▶ **Work instruction 1**:
Answer these questions from the Blue Dog Coalition letter on PAYGO below.
(a) In what year was the Blue Dog Coalition founded?
(b) On what date did the coalition write to urge that the 117th Congress rules package retain PAYGO?
(c) Which House resolution retains the PAYGO rule?
▶ **Work instruction 2**:
Decide whether each statement agrees with the Blue Dog Coalition letter on PAYGO below, and quote the words that settle it.
(a) Four representatives signed the letter.
(b) H.Res. 8 eliminates the PAYGO rule.
(c) The coalition has already faced the question of exempting climate legislation from PAYGO.
▶ **Work instruction 3**: Continue the Blue Dog Coalition letter on PAYGO below from its final sentence.

▶ **Passage for review**:
# # # # #
Blue Dog Leadership Sends Letter to Budget Committee Chairman on PAYGO
WASHINGTON—Today, the leaders of the Blue Dog Coalition sent a letter to House Budget Committee Chairman John Yarmuth on the Pay-As-You-Go (PAYGO) rule in response to H.Res. 8, which was passed by the House of Representatives.
Specifically, the letter was signed by Reps. Stephanie Murphy (FL-07), Tom O'Halleran (AZ-01), Ed Case (HI-01), and Kurt Schrader (OR-05).
See below for the full text:
Dear Chairman Yarmuth:
Since our founding in 1995, our Blue Dog Coalition has stood for the fiscal responsibility that Americans expect of their federal government. Throughout our history we have been committed to and fought for statutory and procedural Pay-As-You-Go (PAYGO) as a check and balance against the drift toward fiscal irresponsibility. Most recently, we sought and welcomed a return to PAYGO principles in the House Rules for the just-completed 116th Congress.
On November 30, 2020, we wrote you to urge that the proposed rules package for the 117th Congress retain PAYGO. We asked you to ensure the rules package did not “eliminate or weaken” this well-established, workable, and critical rule.
Despite misguided efforts by some of our colleagues to eliminate PAYGO, H. Res. 8 retains the PAYGO rule, while creating two exemptions in the case of legislation to address the COVID-19 crisis or the climate crisis.
Even with the passage of H.Res. 8, and the new authority it gives you as Chair of the Budget Committee, the ultimate authority on what should be exempted from PAYGO requirements remains with a majority of the House of Representatives, which must pass a rule for each bill considered under regular order. This is a right that members of the Blue Dog Coalition will never surrender.
Every member of the Blue Dog Coalition recognizes that PAYGO (both the rule and statute) has an emergency exemption, which allows us to properly respond to national emergencies, such as the COVID-19 pandemic. In fact, all of our members supported applying the emergency exemption to COVID-19 relief legislation to help meet the needs of this historic crisis. And although the question of exempting PAYGO for well-crafted legislation to confront the climate emergency has not faced us, our Coalition will not support attempts to misapply or misuse the COVID-19 and climate change exemptions.
Therefore, we ask that you individually and collectively police and enforce the new exemptions now adopted in the limited scope as intended and expressed and only where a practical PAYGO option is not truly available. We sincerely hope that you will not allow their utilization to facilitate a misguided view that federal deficits and debt are inconsequential, nor to allow colleagues to avoid the difficult decisions that will be necessary to both meet critical needs and maintain fiscal responsibility.
# # # # #
▶ **Extracted material**:
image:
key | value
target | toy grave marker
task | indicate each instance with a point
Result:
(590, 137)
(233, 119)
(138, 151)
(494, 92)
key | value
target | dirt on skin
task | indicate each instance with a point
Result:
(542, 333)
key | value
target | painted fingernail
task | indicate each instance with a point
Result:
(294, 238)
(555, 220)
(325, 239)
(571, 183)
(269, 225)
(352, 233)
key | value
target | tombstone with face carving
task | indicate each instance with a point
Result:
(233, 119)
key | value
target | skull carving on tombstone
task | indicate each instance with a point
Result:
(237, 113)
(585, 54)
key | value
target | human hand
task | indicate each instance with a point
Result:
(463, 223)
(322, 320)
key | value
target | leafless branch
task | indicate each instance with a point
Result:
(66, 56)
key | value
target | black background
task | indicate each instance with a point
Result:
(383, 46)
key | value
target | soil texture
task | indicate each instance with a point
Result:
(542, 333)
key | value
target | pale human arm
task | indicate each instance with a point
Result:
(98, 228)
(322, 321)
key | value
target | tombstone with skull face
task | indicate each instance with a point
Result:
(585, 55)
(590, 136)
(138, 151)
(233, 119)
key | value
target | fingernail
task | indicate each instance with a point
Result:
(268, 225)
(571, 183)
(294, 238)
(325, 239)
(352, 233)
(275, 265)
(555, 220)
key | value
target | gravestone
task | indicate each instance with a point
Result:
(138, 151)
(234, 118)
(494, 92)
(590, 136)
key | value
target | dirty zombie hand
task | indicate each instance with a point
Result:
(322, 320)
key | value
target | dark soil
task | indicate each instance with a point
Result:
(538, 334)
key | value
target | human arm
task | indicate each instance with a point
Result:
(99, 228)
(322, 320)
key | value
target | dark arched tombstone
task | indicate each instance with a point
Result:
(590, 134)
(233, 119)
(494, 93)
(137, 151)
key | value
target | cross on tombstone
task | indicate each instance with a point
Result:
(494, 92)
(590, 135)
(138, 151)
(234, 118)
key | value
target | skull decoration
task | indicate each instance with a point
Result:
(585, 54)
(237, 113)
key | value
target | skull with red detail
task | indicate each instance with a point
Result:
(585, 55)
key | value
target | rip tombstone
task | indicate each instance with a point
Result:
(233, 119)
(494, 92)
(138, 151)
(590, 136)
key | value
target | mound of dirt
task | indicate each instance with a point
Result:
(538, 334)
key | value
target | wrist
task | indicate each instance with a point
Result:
# # # # #
▶ **Answer space 1**:
(a) 1995
(b) November 30, 2020
(c) H.Res. 8

▶ **Answer space 2**:
(a) Yes: "the letter was signed by Reps. Stephanie Murphy (FL-07), Tom O'Halleran (AZ-01), Ed Case (HI-01), and Kurt Schrader (OR-05)."
(b) No: "H. Res. 8 retains the PAYGO rule"
(c) No: "the question of exempting PAYGO for well-crafted legislation to confront the climate emergency has not faced us"

▶ **Answer space 3**:
For our part, the Coalition commits to assisting you in monitoring and policing application of these two exemptions vigorously. If we believe a bill is not specifically and directly designed to address COVID-19 or climate change but is nonetheless given a PAYGO exemption, we will not hesitate to oppose any such rule for that bill on the House floor. We want to let these exemptions work as intended to help meet the COVID-19 and climate crises we face, but not let the application of them drift into what amounts as a defacto waiving of the PAYGO rule. Likewise, we will continue to vigorously monitor the use of PAYGO waivers to ensure they are being utilized appropriately and sparingly.
We categorically reject the false choice claim of those who maintain that our advocacy for PAYGO is at the expense of our support for action on critical needs of the nation. In fact, Democrats have time and again proven that progress can be paid for, while Republicans have only worsened our nation’s fiscal state in the most recent time of economic growth—a time that was critical to get our fiscal house in order leading up to the crisis we now face.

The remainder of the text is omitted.